_Records from a data source_.
=-=-=-=-=
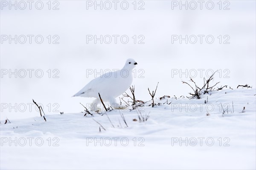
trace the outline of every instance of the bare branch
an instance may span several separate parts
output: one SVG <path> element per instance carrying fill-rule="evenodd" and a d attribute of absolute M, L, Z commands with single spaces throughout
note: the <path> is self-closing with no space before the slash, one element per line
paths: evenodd
<path fill-rule="evenodd" d="M 106 110 L 106 111 L 108 111 L 108 109 L 107 109 L 107 108 L 106 107 L 106 106 L 105 106 L 105 105 L 104 104 L 104 103 L 103 103 L 103 101 L 102 101 L 102 99 L 101 98 L 101 97 L 100 97 L 100 95 L 99 94 L 99 93 L 98 93 L 99 94 L 99 98 L 100 99 L 101 101 L 102 102 L 102 104 L 103 105 L 103 107 L 104 107 L 104 109 L 105 109 L 105 110 Z"/>

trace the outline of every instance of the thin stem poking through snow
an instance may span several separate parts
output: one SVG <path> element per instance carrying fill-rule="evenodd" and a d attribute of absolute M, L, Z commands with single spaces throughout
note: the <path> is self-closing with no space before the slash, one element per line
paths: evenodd
<path fill-rule="evenodd" d="M 105 110 L 106 110 L 106 112 L 107 112 L 108 111 L 108 109 L 107 109 L 107 107 L 106 107 L 106 106 L 104 104 L 104 103 L 103 103 L 103 101 L 102 101 L 102 99 L 101 98 L 101 97 L 100 97 L 100 95 L 99 94 L 99 93 L 98 93 L 99 94 L 99 99 L 100 99 L 100 101 L 102 102 L 102 103 L 103 105 L 103 107 L 104 107 L 104 109 L 105 109 Z"/>
<path fill-rule="evenodd" d="M 36 103 L 36 102 L 34 100 L 34 99 L 32 99 L 32 100 L 33 100 L 33 102 L 34 102 L 34 103 L 38 108 L 38 109 L 39 109 L 39 112 L 40 112 L 40 115 L 41 115 L 41 117 L 42 117 L 42 113 L 41 112 L 41 110 L 42 110 L 42 112 L 43 112 L 44 113 L 44 116 L 43 116 L 44 119 L 44 120 L 45 121 L 46 121 L 46 119 L 45 118 L 45 117 L 44 117 L 44 116 L 45 115 L 45 114 L 44 114 L 44 110 L 43 110 L 43 109 L 42 108 L 42 107 L 41 107 L 41 106 L 38 106 L 38 105 Z"/>

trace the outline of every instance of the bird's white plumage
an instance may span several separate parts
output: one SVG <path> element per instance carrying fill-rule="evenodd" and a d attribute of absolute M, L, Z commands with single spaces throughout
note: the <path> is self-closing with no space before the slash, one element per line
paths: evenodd
<path fill-rule="evenodd" d="M 122 69 L 106 73 L 95 78 L 73 96 L 96 98 L 91 110 L 95 110 L 97 104 L 100 102 L 99 93 L 104 101 L 109 101 L 113 106 L 116 106 L 115 98 L 125 92 L 131 84 L 132 71 L 137 64 L 134 59 L 128 59 Z"/>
=-=-=-=-=
_Given task_.
Substitute "draw the boundary" for each occurrence of "trace the outline" throughout the listing above and reproduce it with everything else unchanged. Leave the pictures out of your copy.

_Exercise output_.
draw the boundary of every instance of the bare branch
an instance may span several separate parts
output: one SVG <path> element per instance carrying fill-rule="evenodd" and a d attribute of absolute M, L, Z commands with single spaces throughout
note: the <path> is self-closing with no space before the slash, one element per line
paths: evenodd
<path fill-rule="evenodd" d="M 106 110 L 106 111 L 108 111 L 108 109 L 107 109 L 107 108 L 106 107 L 106 106 L 105 106 L 105 105 L 104 104 L 104 103 L 103 103 L 103 101 L 102 101 L 102 99 L 101 98 L 101 97 L 100 97 L 100 95 L 99 94 L 99 93 L 98 93 L 99 94 L 99 98 L 100 99 L 101 101 L 102 102 L 102 104 L 103 105 L 103 107 L 104 107 L 104 109 L 105 109 L 105 110 Z"/>

draw the boundary of every instance of the thin stem poking through snow
an instance may span several separate parts
output: one SVG <path> element per instance carrying fill-rule="evenodd" and a d attribute of absolute M, L, Z commands with single spaces throughout
note: the <path> is self-closing with no space before the slash, one element per line
paths: evenodd
<path fill-rule="evenodd" d="M 105 110 L 106 110 L 106 112 L 107 112 L 108 111 L 108 109 L 107 109 L 107 107 L 106 107 L 106 106 L 104 104 L 104 103 L 103 103 L 103 101 L 102 101 L 102 99 L 101 98 L 101 97 L 100 97 L 100 95 L 99 94 L 99 93 L 98 93 L 99 94 L 99 99 L 100 99 L 100 101 L 102 102 L 102 103 L 103 105 L 103 107 L 104 107 L 104 109 L 105 109 Z"/>
<path fill-rule="evenodd" d="M 36 103 L 36 102 L 34 100 L 34 99 L 32 99 L 32 100 L 33 100 L 33 102 L 34 102 L 34 103 L 38 108 L 38 109 L 39 109 L 39 112 L 40 112 L 40 115 L 41 115 L 41 117 L 42 117 L 42 113 L 41 112 L 41 110 L 42 110 L 42 112 L 43 112 L 44 113 L 44 116 L 43 116 L 44 119 L 44 120 L 45 121 L 46 121 L 46 119 L 45 118 L 45 117 L 44 117 L 44 116 L 45 115 L 45 114 L 44 114 L 44 110 L 43 110 L 43 109 L 42 108 L 42 107 L 41 107 L 41 106 L 38 106 L 38 105 Z"/>

draw the boundary of every instance of the bird's white plumage
an instance may span several separate parts
output: one SVG <path> element per instance carrying fill-rule="evenodd" and a d attribute of absolute M, L, Z commands with single spaces throughout
note: the <path> is self-closing with no space before the slash, one element per line
paths: evenodd
<path fill-rule="evenodd" d="M 122 69 L 106 73 L 95 78 L 73 96 L 96 98 L 91 110 L 95 110 L 97 104 L 100 102 L 99 93 L 104 101 L 109 101 L 113 106 L 116 106 L 115 98 L 125 92 L 131 84 L 132 71 L 137 64 L 134 59 L 128 59 Z"/>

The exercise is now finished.